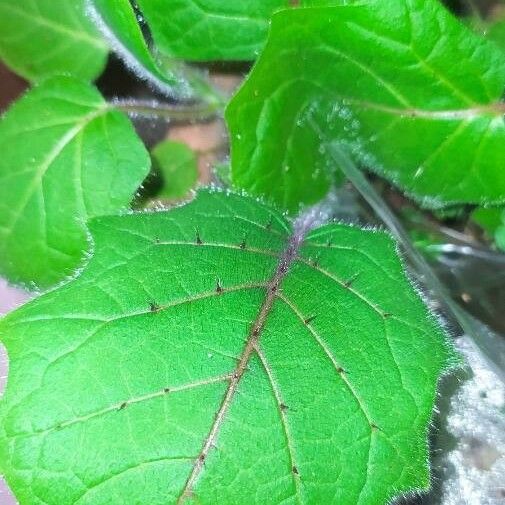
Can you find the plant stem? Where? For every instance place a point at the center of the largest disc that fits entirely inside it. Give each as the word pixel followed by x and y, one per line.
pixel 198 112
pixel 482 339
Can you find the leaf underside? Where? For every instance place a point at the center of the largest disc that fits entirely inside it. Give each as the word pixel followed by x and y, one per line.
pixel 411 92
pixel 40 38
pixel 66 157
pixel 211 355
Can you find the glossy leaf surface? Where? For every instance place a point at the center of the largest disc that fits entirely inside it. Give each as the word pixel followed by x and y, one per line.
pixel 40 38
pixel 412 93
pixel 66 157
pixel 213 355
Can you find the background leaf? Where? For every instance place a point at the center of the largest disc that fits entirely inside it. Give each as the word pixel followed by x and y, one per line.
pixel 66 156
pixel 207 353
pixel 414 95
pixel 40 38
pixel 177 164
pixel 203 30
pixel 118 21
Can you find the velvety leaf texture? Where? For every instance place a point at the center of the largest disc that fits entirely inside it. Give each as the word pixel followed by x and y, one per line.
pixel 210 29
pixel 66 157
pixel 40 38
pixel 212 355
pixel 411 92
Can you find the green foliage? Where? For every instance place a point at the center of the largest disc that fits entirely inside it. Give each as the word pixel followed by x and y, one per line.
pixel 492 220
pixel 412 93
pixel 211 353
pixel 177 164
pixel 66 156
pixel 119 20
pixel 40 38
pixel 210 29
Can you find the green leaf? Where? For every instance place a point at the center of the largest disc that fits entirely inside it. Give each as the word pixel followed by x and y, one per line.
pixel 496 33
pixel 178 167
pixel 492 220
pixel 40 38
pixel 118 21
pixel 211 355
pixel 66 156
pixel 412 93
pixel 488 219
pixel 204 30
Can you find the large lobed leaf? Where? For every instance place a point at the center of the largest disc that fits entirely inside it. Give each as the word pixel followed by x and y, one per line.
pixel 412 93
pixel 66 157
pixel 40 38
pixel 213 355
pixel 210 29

...

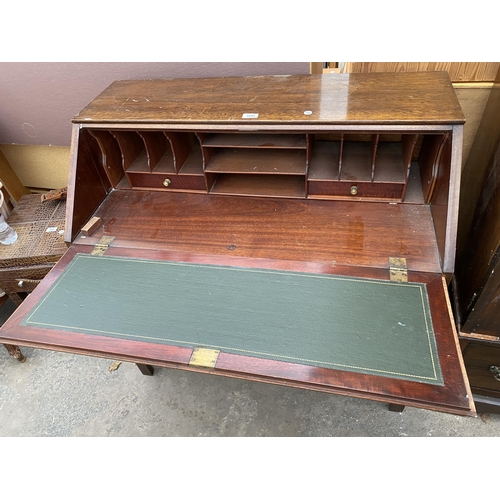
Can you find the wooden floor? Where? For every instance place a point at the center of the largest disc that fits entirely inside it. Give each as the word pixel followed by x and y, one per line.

#### [Task statement]
Return every line of the data above that contains the word "green".

#### [Output for this exercise]
Can you find the green foliage? Where? For every instance place a point at the center of the largest disc that fits entirely inside it. Give each as the word pixel followed by x and y, one per line.
Can you find the green leaf? Where? For every instance place a point at the center of the largest disc that fits entirely inside it. Give each as the word pixel followed by x and y, one per line.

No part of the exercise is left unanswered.